● Short task:
Print every line of the listing below exactly, with nothing changed, added, or left out.

● ● ● ● ● ● ●

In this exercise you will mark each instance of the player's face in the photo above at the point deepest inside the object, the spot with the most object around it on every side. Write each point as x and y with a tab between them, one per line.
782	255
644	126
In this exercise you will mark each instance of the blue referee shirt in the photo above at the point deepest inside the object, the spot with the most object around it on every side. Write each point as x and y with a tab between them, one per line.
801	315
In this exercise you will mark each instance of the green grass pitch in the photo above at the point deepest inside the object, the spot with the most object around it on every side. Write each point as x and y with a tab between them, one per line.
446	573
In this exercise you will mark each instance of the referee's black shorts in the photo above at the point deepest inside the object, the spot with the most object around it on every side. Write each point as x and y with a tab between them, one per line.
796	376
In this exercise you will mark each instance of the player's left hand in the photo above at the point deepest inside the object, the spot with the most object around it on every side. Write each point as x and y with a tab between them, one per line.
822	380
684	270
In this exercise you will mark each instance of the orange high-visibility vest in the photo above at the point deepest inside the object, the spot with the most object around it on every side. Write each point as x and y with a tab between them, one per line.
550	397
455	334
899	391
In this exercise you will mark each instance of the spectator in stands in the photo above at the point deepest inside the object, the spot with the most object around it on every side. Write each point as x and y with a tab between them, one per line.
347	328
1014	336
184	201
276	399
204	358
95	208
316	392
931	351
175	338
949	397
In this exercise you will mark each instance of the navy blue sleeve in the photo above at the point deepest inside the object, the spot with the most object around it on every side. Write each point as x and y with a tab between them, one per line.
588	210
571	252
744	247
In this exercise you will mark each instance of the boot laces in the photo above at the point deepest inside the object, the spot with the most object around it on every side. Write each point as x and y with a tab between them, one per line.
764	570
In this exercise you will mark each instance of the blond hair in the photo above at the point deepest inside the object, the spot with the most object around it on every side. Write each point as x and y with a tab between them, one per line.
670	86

● ● ● ● ● ● ●

● Solution for this exercise:
In this exercise you will mark each instance of the player's face in the photo above at the point deepest inside the object, the spot with the most object around it on every side. Write each point as x and y with a tab between them, one per line.
782	255
644	126
In this exercise you will mark each instance of the blue referee shirt in the photo above at the point deepest inside the object, the spot with the most object around it on every side. Write each point as x and y with a tab between them, one per line.
801	315
In this exercise you will mark each instance of the green grass pitch in the photo above at the point deepest inside the object, the spot with the most object around it on every side. Write each point as x and y with a tab between them, one per line.
446	573
In this exercise you will mark each instance of the referee's black shorts in the photo above at the point deepest inside the object, the spot with the most object around it on every side. Write each point as x and y with a tab between them, one per line.
796	376
In this exercise you will mark each instance of the player's left hand in the photo above at the point deepest inside the object, the spot with the most object around it on every side. Write each point as x and y with a tab between them, one per line.
822	380
684	270
In this exercise you will mark each instance of the orange high-visibility vest in the photo above at the point deepest inside the object, the spot with the most object around it on every side. Write each point as x and y with a tab between them, one per line.
550	397
455	334
899	391
In this exercise you will mark each instance of the spectator in stands in the photo above at the point deepest inside the object, the spot with the most object around it on every side. Write each point as x and y with a tab between them, one per line.
347	328
1014	336
184	201
276	399
204	358
95	208
316	392
931	351
175	338
949	397
In this exercise you will mark each instance of the navy blue sleeve in the photo above at the point deepest inside the object, the spot with the most object around it on every side. Write each point as x and y with a tab between them, one per line.
588	210
571	252
744	247
In this exercise you will mark each instance of the boot laces in the photo above at the point deepest inside the object, the spot with the most object around it on every side. Write each point as x and y with a tab between them, one per line.
764	570
In this exercise you will mark each instance of the blond hair in the photo above at the point deepest inside the object, the spot with the most object around it on every side. Write each point as x and y with a tab between them, one per line.
670	86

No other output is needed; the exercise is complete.